EXERCISES:
- 1) Answer these questions from the Normal Map TOP page:
(a) What does the Normal Map TOP find in the input image to create a normal map?
(b) What does the Method parameter determine?
(c) What decides whether edges appear raised or depressed in the output image?
- 2) List every option of the Source menu in the Normal Map TOP page.

TEXT PASSAGE:
····················

# Normal Map TOP

## Summary

The Normal Map TOP takes an input image and creates a normal map by finding edges in the image. This can then be used for bump mapping (See Phong MAT)

## Parameters - Normal Map Page

Source `/source` - This menu selects how the edges in the image are found. The edges will appear raised or depressed in the output image depending on their slope.

• Luminance - Pulls edges from the luminance values of the image.
• Red - Pulls edges from the red channel of the image.
• Green - Pulls edges from the green channel of the image.
• Blue - Pulls edges from the blue channel of the image.
• Alpha - Pulls edges from the alpha channel of the image.
• RGB Average - Pulls edges from the combined RGB average of the image.
• RGBA Average - Pulls edges from the combined RGBA average of the image.

Method `/method` - Determines what pixels to use when calculating the slope at each pixel in the image.

• Use Previous and Current - Uses the previous and current pixels for slope calculation.

····················

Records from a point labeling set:

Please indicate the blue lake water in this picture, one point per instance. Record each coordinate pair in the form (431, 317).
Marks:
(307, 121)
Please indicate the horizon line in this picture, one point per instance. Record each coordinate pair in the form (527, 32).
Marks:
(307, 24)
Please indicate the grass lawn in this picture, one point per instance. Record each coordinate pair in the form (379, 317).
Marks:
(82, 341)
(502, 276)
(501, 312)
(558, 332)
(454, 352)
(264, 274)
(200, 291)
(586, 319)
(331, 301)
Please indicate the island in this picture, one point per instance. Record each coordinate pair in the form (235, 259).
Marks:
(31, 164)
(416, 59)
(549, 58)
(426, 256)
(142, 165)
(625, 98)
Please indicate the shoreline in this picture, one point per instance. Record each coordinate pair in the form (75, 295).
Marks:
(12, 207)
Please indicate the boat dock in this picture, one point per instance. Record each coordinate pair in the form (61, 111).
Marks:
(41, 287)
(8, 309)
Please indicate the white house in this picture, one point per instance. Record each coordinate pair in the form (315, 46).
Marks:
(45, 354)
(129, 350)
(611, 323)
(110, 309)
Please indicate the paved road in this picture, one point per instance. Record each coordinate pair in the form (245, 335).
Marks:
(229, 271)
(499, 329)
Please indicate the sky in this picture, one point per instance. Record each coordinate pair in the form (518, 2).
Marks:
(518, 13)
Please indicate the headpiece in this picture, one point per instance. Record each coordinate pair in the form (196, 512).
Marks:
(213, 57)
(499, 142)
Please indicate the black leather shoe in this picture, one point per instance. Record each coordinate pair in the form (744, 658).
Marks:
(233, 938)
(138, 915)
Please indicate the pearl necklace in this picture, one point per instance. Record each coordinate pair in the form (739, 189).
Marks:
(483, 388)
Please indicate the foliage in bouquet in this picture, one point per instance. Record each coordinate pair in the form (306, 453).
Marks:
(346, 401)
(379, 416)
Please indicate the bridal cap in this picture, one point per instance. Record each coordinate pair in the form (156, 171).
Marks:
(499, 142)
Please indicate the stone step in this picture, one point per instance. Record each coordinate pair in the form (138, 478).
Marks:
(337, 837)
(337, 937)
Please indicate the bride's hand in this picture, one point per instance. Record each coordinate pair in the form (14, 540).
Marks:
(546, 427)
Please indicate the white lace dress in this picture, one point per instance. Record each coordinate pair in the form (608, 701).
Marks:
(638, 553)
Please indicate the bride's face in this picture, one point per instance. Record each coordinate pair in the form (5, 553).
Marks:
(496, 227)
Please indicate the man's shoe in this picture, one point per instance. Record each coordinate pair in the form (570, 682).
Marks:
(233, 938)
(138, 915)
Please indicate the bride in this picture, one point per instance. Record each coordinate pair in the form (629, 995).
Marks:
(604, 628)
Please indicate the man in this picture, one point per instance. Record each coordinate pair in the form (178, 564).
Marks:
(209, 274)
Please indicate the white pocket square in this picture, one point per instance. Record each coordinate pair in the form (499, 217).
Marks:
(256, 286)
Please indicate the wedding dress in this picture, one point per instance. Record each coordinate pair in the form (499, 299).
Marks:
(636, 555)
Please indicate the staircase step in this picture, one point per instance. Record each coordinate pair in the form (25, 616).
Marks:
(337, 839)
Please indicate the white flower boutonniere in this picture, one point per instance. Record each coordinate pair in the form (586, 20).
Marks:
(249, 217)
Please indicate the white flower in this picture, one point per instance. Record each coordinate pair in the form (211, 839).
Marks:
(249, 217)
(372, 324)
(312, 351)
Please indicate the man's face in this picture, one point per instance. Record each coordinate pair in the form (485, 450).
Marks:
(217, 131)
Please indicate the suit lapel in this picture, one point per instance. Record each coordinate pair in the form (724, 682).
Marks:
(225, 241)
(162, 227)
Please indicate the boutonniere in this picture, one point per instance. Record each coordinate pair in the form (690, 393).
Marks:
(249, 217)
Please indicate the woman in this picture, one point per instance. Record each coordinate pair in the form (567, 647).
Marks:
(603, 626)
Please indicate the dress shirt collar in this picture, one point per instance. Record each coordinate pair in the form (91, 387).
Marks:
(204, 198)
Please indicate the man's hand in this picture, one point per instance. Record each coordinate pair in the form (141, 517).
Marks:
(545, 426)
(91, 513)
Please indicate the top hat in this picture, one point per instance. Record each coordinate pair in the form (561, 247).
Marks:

····················

PROBLEM SOLUTIONS:
- 1)
(a) Edges in the image.
(b) What pixels to use when calculating the slope at each pixel in the image.
(c) Their slope.

- 2)
- Luminance
- Red
- Green
- Blue
- Alpha
- RGB Average
- RGBA Average